- PASSAGE SHOWN:
+--

By Malorye A. Branca
October 15, 2002 | Proteomics pioneer Ruedi Aebersold has released a new software tool that promises to help the field avoid some of the consistency issues that have plagued gene expression analysis.
Researchers led by Aebersold at the Seattle, Wash.-based Institute for Systems Biology (ISB) have developed a novel program that judges the accuracy of peptide sequence matches made by database search algorithms for tandem mass spectrometry data. A paper describing the program and a study in which it was tested were posted online at the American Chemical Society’s Analytical Chemistry Web site in August. Aebersold, who would like to see the tool become a standard for identifying proteins, is a co-founder of the ISB and a faculty member there.
This program addresses a key step in proteomics. The data produced by mass spectrometers are spectra that represent different protein fragments, or peptides, found in a biological sample. That information can be used to identify the proteins, if the peptides can be accurately matched to a protein sequence.
Several programs, including SEQUEST, Mascot, and Sonar, can make peptide assignments. These algorithms pore through the peptides in specific databases and evaluate their fit against each spectrum. The most likely fits are reported, but there is no widely accepted way to evaluate the accuracy of these matches.

+--

- DATA LISTING:
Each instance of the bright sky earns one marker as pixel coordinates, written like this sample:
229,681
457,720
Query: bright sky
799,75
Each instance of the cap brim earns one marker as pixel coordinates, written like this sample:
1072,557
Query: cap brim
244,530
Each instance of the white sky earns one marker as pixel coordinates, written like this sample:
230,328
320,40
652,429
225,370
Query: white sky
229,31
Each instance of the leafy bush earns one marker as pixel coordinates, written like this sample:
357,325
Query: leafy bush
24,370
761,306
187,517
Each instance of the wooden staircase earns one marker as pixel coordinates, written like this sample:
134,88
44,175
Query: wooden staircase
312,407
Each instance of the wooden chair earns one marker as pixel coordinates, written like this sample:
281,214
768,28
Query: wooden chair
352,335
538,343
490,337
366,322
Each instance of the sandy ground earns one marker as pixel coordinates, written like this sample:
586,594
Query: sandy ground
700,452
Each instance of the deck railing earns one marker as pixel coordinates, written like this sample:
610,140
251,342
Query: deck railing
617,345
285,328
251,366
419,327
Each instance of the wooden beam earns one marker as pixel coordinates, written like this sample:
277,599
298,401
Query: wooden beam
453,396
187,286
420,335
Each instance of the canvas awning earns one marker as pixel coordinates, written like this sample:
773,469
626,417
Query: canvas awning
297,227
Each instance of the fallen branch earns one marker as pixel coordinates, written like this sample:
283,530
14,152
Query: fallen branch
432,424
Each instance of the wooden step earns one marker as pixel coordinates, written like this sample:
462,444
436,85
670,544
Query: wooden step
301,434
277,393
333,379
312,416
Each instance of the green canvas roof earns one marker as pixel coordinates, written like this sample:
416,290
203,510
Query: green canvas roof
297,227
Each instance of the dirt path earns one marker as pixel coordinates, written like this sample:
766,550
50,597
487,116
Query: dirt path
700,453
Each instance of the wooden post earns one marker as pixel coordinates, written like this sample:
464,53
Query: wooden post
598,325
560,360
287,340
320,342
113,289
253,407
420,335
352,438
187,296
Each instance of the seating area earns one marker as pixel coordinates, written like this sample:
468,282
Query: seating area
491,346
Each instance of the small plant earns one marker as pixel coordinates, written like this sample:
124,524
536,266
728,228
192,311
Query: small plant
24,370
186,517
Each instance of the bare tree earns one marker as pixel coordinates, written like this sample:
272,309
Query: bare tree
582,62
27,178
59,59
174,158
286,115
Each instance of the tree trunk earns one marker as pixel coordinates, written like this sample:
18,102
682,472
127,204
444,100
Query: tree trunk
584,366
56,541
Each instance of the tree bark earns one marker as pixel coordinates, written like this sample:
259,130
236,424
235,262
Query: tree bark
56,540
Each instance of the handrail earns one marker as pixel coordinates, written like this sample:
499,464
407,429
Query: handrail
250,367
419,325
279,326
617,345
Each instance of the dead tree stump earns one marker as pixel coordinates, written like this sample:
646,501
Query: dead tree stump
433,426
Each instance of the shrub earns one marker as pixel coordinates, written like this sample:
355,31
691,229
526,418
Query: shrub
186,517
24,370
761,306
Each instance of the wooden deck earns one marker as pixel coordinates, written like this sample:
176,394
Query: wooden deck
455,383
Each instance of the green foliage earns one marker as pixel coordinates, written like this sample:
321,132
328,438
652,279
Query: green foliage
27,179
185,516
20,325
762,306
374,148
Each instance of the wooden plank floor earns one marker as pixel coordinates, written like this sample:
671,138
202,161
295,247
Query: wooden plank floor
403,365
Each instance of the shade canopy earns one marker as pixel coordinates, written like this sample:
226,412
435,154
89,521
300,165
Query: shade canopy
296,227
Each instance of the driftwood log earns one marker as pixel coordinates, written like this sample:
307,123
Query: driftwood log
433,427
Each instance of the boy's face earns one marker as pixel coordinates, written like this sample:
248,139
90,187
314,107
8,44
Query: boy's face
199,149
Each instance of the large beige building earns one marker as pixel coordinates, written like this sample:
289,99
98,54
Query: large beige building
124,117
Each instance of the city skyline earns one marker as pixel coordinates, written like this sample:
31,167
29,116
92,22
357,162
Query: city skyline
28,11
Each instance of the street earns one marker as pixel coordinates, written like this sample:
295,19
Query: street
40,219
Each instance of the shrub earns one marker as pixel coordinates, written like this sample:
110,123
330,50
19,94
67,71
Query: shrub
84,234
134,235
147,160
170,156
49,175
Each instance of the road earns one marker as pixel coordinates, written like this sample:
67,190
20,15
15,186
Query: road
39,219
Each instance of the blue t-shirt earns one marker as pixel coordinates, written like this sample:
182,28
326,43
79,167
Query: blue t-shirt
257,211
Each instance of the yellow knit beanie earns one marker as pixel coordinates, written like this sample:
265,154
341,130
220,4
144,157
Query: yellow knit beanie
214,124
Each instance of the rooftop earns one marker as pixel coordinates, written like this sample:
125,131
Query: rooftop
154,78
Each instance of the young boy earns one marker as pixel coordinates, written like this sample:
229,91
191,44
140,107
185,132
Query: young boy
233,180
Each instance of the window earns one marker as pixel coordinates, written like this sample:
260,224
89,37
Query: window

+--

- LIST OF TASKS:
(A) From the proteomics article, copy the passage word for word, starting with "Several programs, including" and going on through "of these matches.".
(B) According to the proteomics article, on which website was the paper describing the program posted?

- RESULTS:
(A)
Several programs, including SEQUEST, Mascot, and Sonar, can make peptide assignments. These algorithms pore through the peptides in specific databases and evaluate their fit against each spectrum. The most likely fits are reported, but there is no widely accepted way to evaluate the accuracy of these matches.

(B) The American Chemical Society's Analytical Chemistry Web site.